↓

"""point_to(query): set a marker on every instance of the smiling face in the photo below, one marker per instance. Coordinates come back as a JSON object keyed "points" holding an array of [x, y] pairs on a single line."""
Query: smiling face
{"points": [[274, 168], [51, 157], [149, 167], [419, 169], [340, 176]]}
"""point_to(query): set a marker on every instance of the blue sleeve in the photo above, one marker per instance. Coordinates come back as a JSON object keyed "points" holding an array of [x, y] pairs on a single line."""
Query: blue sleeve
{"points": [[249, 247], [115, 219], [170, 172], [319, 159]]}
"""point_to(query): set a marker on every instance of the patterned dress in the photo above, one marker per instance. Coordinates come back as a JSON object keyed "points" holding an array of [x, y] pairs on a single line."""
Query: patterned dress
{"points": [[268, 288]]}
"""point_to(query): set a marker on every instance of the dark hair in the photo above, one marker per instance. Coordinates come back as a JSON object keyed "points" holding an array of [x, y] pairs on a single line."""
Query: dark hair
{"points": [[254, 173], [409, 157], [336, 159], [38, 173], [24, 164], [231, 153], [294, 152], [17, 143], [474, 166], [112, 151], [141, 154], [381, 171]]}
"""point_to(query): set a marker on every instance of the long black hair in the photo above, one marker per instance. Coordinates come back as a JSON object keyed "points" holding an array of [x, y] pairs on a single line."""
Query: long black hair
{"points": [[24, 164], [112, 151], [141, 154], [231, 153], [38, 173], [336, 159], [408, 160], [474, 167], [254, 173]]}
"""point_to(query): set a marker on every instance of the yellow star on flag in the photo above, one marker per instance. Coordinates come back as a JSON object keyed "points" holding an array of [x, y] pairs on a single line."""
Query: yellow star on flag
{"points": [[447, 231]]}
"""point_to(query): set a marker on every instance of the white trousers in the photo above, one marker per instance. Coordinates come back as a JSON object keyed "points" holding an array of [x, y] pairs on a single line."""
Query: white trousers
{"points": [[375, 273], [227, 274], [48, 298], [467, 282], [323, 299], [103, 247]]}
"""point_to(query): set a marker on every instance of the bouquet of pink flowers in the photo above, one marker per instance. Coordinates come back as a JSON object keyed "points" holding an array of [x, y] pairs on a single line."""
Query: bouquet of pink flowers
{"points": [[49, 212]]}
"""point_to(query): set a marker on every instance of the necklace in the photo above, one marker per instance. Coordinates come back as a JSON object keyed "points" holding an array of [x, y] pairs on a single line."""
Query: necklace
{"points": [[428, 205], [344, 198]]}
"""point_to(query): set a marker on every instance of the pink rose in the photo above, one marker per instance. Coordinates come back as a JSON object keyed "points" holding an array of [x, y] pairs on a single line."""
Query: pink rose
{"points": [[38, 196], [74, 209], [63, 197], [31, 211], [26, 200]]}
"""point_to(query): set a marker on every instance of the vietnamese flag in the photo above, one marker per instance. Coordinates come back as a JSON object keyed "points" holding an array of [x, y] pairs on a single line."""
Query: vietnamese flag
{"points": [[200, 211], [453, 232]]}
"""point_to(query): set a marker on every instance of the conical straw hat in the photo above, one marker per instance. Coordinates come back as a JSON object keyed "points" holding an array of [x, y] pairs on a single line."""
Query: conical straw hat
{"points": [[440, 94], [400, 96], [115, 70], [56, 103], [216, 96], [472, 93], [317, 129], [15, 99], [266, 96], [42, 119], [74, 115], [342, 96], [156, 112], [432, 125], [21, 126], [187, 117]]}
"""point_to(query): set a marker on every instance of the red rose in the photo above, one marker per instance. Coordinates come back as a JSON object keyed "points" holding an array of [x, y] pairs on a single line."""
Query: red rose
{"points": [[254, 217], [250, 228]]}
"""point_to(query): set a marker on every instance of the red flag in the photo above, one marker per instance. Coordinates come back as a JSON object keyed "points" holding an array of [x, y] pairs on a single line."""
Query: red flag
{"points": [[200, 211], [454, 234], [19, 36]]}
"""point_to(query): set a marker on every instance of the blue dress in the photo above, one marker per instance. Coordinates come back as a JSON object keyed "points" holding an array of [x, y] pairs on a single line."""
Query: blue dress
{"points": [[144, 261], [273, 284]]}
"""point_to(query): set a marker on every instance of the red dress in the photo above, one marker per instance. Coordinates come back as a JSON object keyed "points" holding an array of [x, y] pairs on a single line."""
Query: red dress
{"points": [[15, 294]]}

↑

Your task is to write out the lines from the one with "of the pink" through the end of the records, exactly and with nothing added.

"""point_to(query): set a marker on every instance of the pink rose in the photo above, one marker per instance. Coordinates come back as a JSON object keyed "points" holding an array of [x, y] pairs on a single line."""
Query: pink rose
{"points": [[38, 196], [74, 209], [63, 197], [31, 211], [26, 200]]}
"""point_to(query): set a marker on every instance of the vietnamese flag in the photo above, one marker per instance. Coordinates come back as a JSON object keyed "points" holding an array of [x, y] pairs on a single line."""
Query: vietnamese flag
{"points": [[200, 211], [453, 232]]}
"""point_to(query): set a marker on every instance of the conical straw hat in the photo above, one marker per instance. Coordinates come back as a JSON object keyed "points" holding an array of [x, y] pairs on a single line."""
Query: conical straw hat
{"points": [[440, 94], [400, 96], [115, 70], [56, 103], [216, 96], [472, 93], [317, 129], [15, 99], [266, 96], [42, 119], [74, 115], [342, 96], [156, 112], [432, 125], [21, 126], [187, 117]]}
"""point_to(query): set a marker on every instance of the red rose in the photo above, one marker per instance. Coordinates come back as a JSON object keyed "points" holding an array of [x, y] pairs on a single line."""
Query: red rose
{"points": [[254, 217], [250, 228]]}
"""point_to(query): set a marker on every instance of the red flag in the photo above, one marker per instance. Coordinates come back as a JSON object keyed "points" holding an array of [x, y] pairs on a single line."""
Query: red flag
{"points": [[200, 211], [454, 234], [19, 36]]}
"""point_to(query): set a marker on every instance of the blue dress in the photo above, one marker per instance. Coordinates come back as a JSON object keyed "points" holding an array of [x, y] pairs on a single line."""
Query: blue dress
{"points": [[144, 261], [273, 284]]}
"""point_to(query): set a marker on every instance of the red dress in the photo above, one marker per instance. Coordinates come back as a JSON object keyed "points" holding an array of [x, y] pairs on a single line."""
Query: red dress
{"points": [[15, 294]]}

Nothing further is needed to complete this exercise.